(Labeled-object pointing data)

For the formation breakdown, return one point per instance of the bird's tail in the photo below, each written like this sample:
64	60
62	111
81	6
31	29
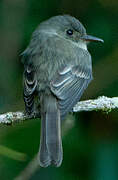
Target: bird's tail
50	151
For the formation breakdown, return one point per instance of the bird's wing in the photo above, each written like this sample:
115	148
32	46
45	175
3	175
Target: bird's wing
30	84
70	82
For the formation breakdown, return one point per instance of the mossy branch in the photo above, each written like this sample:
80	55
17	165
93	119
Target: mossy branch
102	103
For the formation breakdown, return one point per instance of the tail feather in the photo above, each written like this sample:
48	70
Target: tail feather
50	145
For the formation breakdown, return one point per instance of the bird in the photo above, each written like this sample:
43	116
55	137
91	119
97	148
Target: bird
57	70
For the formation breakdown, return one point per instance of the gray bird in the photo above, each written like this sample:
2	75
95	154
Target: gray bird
57	70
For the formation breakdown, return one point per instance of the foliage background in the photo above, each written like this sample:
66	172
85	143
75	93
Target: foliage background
91	146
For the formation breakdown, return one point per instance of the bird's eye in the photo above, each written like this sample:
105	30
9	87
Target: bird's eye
69	32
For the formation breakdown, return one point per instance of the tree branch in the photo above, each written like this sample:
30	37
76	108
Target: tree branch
102	103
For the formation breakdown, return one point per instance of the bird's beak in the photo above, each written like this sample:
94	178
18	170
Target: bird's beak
91	38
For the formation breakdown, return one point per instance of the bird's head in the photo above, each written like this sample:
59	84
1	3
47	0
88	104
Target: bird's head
69	28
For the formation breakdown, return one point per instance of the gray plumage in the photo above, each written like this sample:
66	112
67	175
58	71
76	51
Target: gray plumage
57	69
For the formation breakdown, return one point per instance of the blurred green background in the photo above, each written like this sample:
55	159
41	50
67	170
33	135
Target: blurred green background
91	142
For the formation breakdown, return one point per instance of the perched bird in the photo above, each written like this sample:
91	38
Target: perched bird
57	70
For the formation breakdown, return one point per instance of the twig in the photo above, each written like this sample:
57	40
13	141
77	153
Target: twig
102	103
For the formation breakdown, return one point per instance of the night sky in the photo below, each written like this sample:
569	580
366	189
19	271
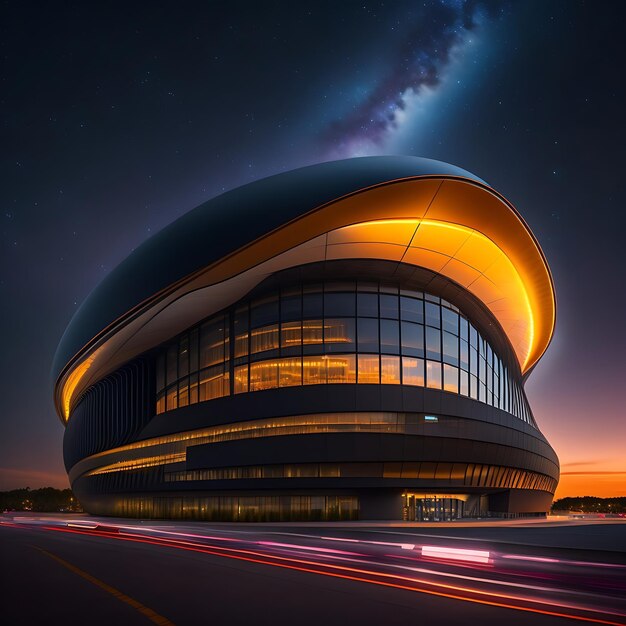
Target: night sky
119	118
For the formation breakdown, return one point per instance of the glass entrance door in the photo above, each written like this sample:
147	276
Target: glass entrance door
435	508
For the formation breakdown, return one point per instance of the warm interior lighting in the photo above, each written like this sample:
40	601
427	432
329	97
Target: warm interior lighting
151	461
72	381
461	230
463	254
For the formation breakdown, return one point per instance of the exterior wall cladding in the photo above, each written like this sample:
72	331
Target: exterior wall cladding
327	363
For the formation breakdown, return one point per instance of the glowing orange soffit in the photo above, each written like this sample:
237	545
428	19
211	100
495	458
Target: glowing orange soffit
457	228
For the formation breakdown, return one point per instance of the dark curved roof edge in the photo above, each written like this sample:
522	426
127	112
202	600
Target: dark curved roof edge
223	225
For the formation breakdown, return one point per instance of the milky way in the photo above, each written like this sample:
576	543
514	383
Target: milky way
436	33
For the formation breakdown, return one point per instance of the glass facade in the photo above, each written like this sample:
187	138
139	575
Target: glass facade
241	508
336	333
460	474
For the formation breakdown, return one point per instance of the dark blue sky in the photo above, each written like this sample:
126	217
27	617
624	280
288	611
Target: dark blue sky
117	118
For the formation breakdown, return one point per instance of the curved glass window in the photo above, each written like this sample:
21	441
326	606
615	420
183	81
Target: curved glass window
333	333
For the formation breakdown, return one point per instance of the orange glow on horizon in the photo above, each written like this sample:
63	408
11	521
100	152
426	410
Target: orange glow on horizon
600	484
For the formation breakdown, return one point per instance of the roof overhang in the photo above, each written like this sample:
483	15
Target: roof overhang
454	226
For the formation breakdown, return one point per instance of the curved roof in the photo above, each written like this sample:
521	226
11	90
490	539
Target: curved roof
474	218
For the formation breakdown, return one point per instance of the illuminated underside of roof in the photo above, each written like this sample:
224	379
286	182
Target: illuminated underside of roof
450	224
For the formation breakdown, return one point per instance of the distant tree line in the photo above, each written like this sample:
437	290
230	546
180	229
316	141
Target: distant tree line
45	499
590	504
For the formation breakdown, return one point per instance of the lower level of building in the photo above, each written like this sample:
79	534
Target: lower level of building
392	505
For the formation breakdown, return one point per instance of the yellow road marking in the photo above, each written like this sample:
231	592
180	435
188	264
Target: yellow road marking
153	616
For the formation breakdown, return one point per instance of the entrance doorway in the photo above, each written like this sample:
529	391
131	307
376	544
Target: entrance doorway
432	507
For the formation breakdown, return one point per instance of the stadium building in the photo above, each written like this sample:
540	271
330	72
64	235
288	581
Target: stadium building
348	340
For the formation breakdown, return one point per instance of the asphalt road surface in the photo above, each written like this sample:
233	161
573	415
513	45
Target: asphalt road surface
87	571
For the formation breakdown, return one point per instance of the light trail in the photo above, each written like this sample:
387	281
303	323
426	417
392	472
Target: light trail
380	578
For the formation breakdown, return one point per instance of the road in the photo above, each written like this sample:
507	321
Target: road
81	570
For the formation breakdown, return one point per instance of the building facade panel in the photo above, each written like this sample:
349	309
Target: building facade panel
365	385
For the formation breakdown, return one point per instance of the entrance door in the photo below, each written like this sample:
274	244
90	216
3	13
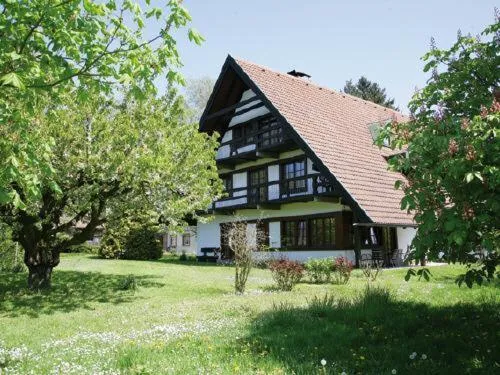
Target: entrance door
238	233
257	186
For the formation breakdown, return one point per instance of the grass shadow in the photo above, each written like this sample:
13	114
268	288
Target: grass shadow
375	334
70	290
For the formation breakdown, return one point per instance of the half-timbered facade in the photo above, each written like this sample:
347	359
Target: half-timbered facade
300	168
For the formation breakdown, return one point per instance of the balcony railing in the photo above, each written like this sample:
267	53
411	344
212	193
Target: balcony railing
266	139
276	192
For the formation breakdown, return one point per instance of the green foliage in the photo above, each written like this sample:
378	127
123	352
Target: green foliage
342	268
129	283
52	49
187	257
142	243
453	156
11	255
319	270
286	273
84	248
367	90
111	245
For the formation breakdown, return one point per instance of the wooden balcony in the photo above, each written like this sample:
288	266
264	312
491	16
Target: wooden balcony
262	143
274	193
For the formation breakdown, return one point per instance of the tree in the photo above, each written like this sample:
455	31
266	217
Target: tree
108	158
198	92
52	48
453	156
367	90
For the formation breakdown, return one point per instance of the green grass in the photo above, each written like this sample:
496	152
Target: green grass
182	318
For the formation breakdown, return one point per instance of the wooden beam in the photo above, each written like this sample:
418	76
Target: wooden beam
267	154
223	111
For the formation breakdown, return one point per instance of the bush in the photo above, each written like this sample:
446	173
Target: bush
342	268
11	254
187	257
286	273
142	244
129	283
85	248
111	245
319	270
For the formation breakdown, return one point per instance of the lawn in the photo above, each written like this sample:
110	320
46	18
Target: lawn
183	318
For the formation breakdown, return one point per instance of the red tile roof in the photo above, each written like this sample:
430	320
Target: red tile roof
336	127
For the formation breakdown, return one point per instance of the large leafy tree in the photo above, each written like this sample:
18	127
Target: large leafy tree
367	90
198	91
52	48
453	156
110	158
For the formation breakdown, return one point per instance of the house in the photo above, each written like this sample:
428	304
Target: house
181	242
300	167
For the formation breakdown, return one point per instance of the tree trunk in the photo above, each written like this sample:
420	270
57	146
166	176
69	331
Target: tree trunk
39	277
40	262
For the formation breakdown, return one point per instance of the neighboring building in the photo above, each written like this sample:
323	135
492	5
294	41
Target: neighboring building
300	167
181	242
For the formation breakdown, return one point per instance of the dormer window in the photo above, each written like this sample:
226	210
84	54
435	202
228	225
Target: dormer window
375	129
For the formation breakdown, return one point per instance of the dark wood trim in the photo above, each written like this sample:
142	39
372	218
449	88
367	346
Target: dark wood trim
363	217
274	162
232	108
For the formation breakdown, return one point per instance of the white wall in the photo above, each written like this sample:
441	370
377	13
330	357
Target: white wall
209	233
193	246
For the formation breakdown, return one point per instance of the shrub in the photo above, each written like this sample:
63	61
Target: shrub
128	283
319	270
286	273
85	248
111	245
187	257
342	268
142	244
11	254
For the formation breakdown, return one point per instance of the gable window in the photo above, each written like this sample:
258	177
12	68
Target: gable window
258	185
293	175
322	231
186	239
173	240
227	181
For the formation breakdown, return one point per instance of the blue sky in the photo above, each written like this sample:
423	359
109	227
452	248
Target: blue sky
331	40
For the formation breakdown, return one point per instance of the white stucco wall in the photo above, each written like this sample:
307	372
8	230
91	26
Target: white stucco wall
191	248
209	233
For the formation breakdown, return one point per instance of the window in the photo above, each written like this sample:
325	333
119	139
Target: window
322	231
294	233
262	235
173	240
318	232
293	175
227	181
258	185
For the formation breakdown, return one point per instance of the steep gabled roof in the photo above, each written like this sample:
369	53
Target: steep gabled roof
334	127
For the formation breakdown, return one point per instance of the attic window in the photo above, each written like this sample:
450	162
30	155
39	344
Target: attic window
375	129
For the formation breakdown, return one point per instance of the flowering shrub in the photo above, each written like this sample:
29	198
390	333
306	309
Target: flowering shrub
342	268
286	273
319	270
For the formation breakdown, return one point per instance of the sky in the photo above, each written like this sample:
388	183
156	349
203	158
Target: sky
333	41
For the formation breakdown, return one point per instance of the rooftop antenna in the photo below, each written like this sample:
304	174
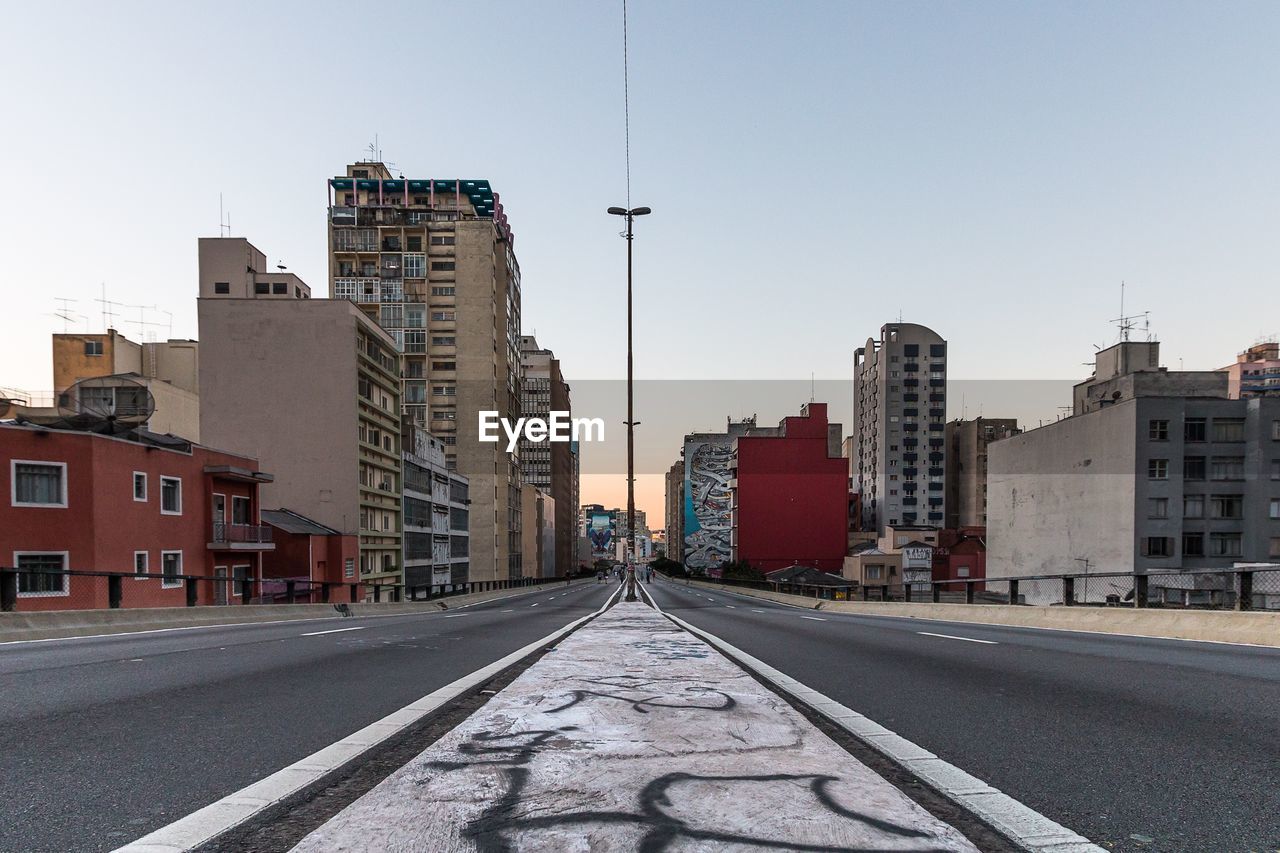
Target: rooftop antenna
1128	323
224	220
65	314
108	314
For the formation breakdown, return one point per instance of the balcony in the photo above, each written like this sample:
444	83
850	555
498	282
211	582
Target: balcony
241	537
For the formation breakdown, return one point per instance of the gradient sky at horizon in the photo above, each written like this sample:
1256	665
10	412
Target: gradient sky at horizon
992	170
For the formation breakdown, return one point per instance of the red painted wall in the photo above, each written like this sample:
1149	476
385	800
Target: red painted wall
103	524
792	500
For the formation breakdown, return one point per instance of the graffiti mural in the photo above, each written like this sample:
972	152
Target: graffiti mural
599	532
707	503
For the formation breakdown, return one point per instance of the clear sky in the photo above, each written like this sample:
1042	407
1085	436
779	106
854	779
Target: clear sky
990	169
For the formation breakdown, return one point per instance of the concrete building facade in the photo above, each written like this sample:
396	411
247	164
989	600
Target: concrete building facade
1156	479
1256	372
437	514
551	466
967	468
314	387
900	383
433	263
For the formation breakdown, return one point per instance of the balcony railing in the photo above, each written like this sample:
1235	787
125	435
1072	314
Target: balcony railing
225	533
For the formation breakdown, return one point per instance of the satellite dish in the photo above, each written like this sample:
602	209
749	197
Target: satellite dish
106	404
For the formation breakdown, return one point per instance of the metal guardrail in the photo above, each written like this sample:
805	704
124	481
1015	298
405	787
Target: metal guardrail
1256	587
115	589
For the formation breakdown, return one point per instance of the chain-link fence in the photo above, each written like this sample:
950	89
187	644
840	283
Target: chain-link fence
51	588
1237	588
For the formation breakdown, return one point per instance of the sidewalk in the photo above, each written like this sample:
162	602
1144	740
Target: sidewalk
634	735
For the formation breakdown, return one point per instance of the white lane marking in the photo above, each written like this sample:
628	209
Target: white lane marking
967	639
336	630
1028	829
233	810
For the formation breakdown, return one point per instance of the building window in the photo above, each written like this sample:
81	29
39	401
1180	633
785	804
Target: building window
44	575
241	578
1228	429
1224	544
1226	506
39	483
170	569
170	496
1226	468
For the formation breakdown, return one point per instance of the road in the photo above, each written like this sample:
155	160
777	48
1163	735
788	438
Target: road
105	739
1139	744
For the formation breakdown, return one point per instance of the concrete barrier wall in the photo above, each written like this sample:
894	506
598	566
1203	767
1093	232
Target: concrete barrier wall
1208	625
78	623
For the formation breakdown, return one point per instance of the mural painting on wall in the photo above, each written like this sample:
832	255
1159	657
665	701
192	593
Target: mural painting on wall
707	505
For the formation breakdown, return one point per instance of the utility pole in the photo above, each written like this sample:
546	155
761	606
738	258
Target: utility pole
630	214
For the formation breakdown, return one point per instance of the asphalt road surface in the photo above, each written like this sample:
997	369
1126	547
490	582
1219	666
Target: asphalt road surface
1139	744
105	739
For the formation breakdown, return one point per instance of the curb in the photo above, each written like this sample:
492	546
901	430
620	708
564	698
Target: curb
205	824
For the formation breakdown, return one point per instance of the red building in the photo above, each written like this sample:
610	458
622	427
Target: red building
790	495
306	553
960	553
154	506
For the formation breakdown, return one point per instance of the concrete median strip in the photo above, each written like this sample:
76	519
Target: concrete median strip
1027	829
236	808
634	735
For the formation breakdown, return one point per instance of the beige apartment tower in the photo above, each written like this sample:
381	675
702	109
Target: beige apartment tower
310	387
432	263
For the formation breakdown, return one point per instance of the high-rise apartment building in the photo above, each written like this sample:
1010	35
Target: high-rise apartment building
1256	372
435	512
549	465
1168	474
967	468
900	386
432	261
314	387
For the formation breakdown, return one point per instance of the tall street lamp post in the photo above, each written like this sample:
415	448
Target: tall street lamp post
630	214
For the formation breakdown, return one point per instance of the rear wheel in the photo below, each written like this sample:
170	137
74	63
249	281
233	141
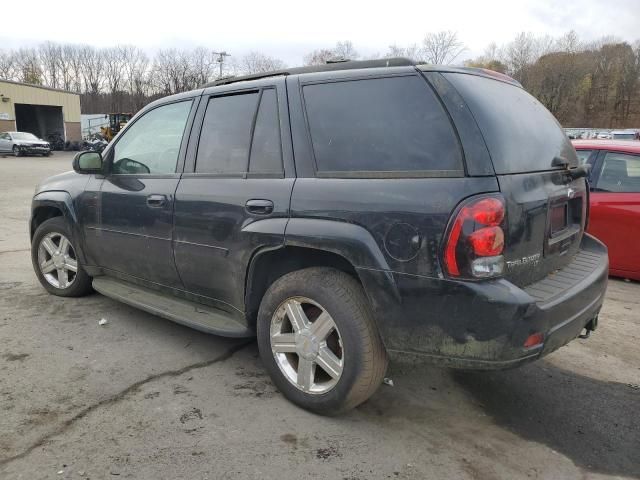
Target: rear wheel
55	260
319	342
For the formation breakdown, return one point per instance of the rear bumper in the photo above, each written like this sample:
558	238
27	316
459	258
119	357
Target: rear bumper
484	325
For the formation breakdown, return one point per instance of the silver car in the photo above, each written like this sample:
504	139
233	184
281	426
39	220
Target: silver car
23	143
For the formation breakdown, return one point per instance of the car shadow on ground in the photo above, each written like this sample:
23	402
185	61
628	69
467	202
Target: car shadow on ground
594	423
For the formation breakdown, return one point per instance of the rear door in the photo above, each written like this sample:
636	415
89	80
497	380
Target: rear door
615	209
545	207
233	198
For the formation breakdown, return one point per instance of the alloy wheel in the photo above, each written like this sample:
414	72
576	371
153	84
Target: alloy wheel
307	345
57	260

What is needed
Rename "rear door" to "back door" in the stretch from the line containing "the car shadow" through the end of the data, and give those lines again with everything else unchanged.

Answer for the task
For the formation breakdown, return one point per instance of the car shadow on ground in the photo above, each written like this sample:
23	402
185	61
628	69
467	202
Target: car shadow on ground
594	423
For the formation breakdown, return one point per instance of the back door in the photo above, each written like this sample:
636	415
89	80
497	380
Target: back door
615	209
545	207
233	198
For the formation breakdown, return one point per instance of the alloy wheel in the photo above, each written like this sample:
414	72
576	371
153	84
Target: alloy wheel
307	345
57	260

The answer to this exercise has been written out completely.